→ Problems and tasks:
1 > In the forum thread, why can michael401 not collect the TiVos before 12th Sep.? Answer in one to three sentences.
2 > List every username that posts in the forum thread.
3 > According to the forum thread, where must the free TiVos be picked up from?

→ Document:
>> start
# 2 networked S1 Tivos with lifetime subscription free to good home



## dbradbu3 (Dec 29, 2006)

Don't know whether anyone scans this thread anymore, but I have 2 Networked, lifetime subbed S1 Tivos, with many upgrades that I have finally decided need to go from my loft.

They are free to anyone who will use them, and pick up from the Solihull area.


----------



## michael401 (May 20, 2011)

If no-one else wants them please could I have them? But I can't collect before 12th Sep. as we're away.


----------



## MScottC (Sep 11, 2004)

What does one do with a networked Series 1 TiVo? I have my original Phillips. The lifetime was transferred off of it, but it was working when it was last plugged in a couple of years ago.


----------



## dbradbu3 (Dec 29, 2006)

michael401 said:


> If no-one else wants them please could I have them? But I can't collect before 12th Sep. as we're away.


Yep, they are free to a good home so please drop me a message when you return and if they are still here, they are yours.


----------



## dbradbu3 (Dec 29, 2006)
>> end
→ Supplied information:
>> start
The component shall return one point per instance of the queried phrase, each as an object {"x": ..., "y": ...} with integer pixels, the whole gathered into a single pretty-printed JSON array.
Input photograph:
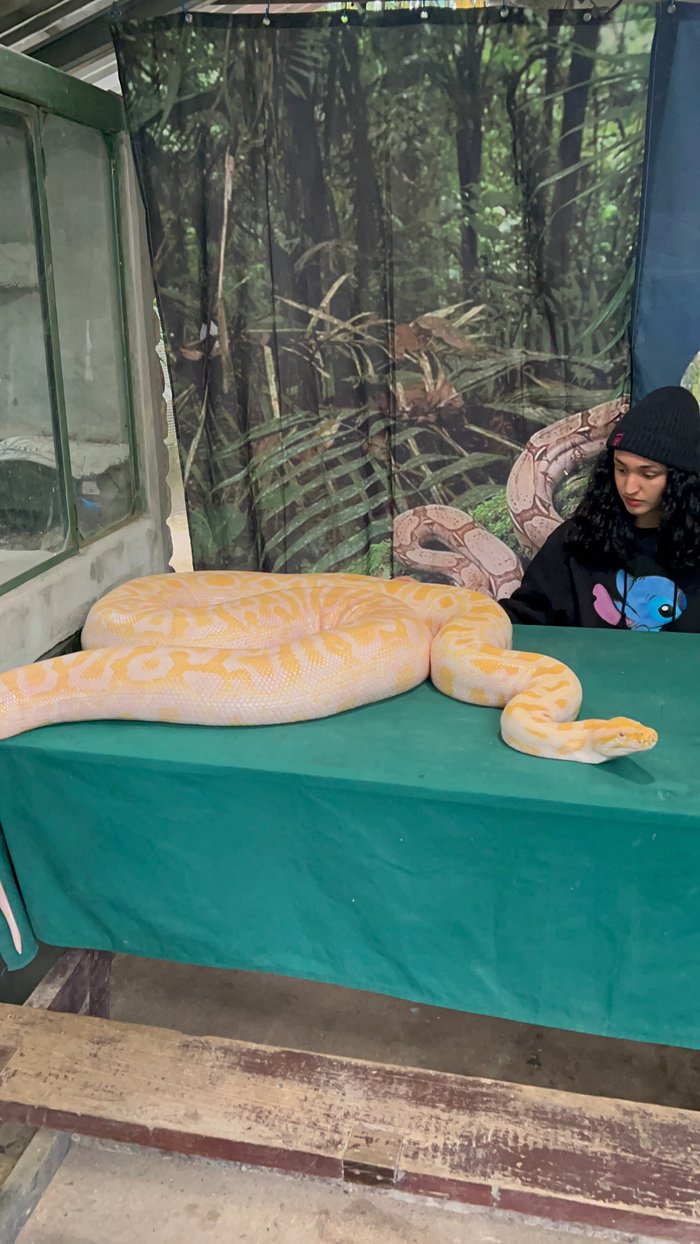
>> end
→ Task solutions:
1 > michael401 can't collect them before 12th Sep. because they will be away until then.

2 > dbradbu3, michael401, MScottC

3 > From the Solihull area.